_Exercise data_.

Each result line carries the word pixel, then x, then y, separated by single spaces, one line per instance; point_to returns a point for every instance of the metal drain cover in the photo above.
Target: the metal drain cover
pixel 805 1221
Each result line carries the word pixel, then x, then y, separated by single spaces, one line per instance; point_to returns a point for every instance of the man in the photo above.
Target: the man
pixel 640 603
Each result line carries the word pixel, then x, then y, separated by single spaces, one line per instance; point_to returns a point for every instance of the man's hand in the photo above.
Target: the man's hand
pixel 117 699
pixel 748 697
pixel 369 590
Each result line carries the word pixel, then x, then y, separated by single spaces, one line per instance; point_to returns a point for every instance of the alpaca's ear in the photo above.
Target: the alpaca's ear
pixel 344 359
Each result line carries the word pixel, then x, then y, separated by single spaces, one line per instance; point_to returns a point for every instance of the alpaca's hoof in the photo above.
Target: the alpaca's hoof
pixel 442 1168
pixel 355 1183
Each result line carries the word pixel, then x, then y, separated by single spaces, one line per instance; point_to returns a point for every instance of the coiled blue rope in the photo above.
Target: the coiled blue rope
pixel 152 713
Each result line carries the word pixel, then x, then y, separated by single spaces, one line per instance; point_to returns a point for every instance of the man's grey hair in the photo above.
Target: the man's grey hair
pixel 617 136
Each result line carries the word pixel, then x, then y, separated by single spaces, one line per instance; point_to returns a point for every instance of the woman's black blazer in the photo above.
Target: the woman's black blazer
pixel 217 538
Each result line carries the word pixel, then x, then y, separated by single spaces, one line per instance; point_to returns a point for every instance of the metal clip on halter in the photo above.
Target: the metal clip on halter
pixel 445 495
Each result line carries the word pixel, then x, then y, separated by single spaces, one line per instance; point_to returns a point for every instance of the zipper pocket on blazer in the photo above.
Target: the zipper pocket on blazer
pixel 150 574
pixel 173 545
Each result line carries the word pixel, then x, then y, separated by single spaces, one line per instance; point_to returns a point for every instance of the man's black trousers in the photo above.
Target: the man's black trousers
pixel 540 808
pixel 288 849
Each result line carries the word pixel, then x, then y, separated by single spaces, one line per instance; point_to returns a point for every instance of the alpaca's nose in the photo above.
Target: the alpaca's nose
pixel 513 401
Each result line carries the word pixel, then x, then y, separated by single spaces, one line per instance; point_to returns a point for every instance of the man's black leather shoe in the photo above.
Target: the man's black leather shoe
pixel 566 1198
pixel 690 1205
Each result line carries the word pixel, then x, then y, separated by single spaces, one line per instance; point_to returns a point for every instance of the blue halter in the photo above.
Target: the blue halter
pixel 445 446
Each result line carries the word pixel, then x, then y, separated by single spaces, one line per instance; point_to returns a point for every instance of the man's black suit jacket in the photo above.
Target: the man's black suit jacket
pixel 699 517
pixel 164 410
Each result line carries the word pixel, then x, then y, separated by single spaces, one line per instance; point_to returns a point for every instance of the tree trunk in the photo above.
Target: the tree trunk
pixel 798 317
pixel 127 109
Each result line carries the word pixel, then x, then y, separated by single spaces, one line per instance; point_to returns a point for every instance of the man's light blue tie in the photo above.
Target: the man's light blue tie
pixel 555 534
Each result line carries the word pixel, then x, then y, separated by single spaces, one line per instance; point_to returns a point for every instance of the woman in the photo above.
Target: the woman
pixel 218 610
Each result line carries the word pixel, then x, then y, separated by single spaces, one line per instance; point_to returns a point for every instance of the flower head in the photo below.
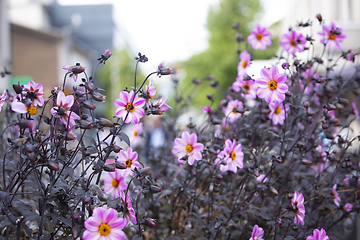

_Stated exercise_.
Can you reproduce the lines starting at the one that contains "nose in the photo above." and ending at the one that contains "pixel 445 446", switching "halter" to "bridle" and leaving everything else unchanged?

_Written response_.
Each result line carries the word pixel, then x, then y, separated by single spaces, one line per instance; point_to returns a point for every instance of the alpaca's nose in the photo above.
Target: the alpaca's nose
pixel 513 401
Each result line carries the word pixel, then x, then y, separated by single spaces, one line per instance; point_to returns a point for every instance of the man's black leather shoe in the photo above.
Target: the man's black leather shoe
pixel 566 1198
pixel 690 1205
Each result line carries the word pixel, then x, then y, separated by single spaces, one line per instance; point_to returns a point for every instance of the blue bridle in the photo above.
Target: the blue bridle
pixel 445 446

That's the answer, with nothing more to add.